INSTRUCTIONS TO FOLLOW:
Reproduce every line of the records below verbatim, leaving each one unchanged.

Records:
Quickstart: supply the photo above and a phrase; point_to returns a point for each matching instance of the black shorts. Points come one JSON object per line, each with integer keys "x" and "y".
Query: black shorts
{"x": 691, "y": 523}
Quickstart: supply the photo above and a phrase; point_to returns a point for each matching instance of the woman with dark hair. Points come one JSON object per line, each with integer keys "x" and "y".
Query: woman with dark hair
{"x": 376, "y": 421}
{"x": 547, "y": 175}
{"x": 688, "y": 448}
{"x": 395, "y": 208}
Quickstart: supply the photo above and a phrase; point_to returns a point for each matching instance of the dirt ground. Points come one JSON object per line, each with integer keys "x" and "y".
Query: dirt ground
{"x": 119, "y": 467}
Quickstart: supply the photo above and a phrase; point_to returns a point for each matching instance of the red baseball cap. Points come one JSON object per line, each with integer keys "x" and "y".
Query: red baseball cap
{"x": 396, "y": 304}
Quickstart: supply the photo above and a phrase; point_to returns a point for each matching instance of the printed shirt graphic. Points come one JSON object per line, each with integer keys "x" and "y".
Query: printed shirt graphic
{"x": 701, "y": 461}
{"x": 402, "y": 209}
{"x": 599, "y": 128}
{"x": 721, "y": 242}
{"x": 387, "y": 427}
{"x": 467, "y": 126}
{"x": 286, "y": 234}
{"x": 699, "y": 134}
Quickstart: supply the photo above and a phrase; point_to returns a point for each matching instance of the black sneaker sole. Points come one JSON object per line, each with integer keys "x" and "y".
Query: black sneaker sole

COMPLETE OUTPUT:
Quickstart: supply the photo above and a phrase; point_to returns a point for each matching instance of the black shorts. Points come one JSON object per line, each with integer keys "x" and "y".
Query: black shorts
{"x": 691, "y": 523}
Quickstart: supply the photo above and a phrase; point_to returns a point for each matching instance of the woman with dark hair. Points come one JSON object per line, each with integer keys "x" and "y".
Query: woman with dark hair
{"x": 376, "y": 421}
{"x": 547, "y": 175}
{"x": 688, "y": 448}
{"x": 395, "y": 208}
Quickstart: supply the photo above and a phrase; point_to returns a point for each matching instance of the dirt ground. Points come one JSON object per line, each with integer keys "x" and "y".
Query: dirt ground
{"x": 119, "y": 467}
Quickstart: supply the photo above and a phrase; point_to returns a point for each matching instance of the red baseball cap. Points come one JSON object per line, each with integer keys "x" and "y".
Query: red baseball cap
{"x": 396, "y": 304}
Quickstart: supply the photo above and a phrase; point_to returns a point for each matching instance of the printed shirt graphic. Points come one JSON object per line, each with integer keys "x" and "y".
Query: printed shirt graphic
{"x": 701, "y": 461}
{"x": 402, "y": 209}
{"x": 599, "y": 128}
{"x": 721, "y": 242}
{"x": 387, "y": 427}
{"x": 467, "y": 126}
{"x": 286, "y": 234}
{"x": 699, "y": 134}
Quickstart: supply the photo above and a phrase; point_to returns a point for each matching instance of the black sneaker sole. Points come one JSON object per line, each with integer keys "x" and "y".
Query: black sneaker sole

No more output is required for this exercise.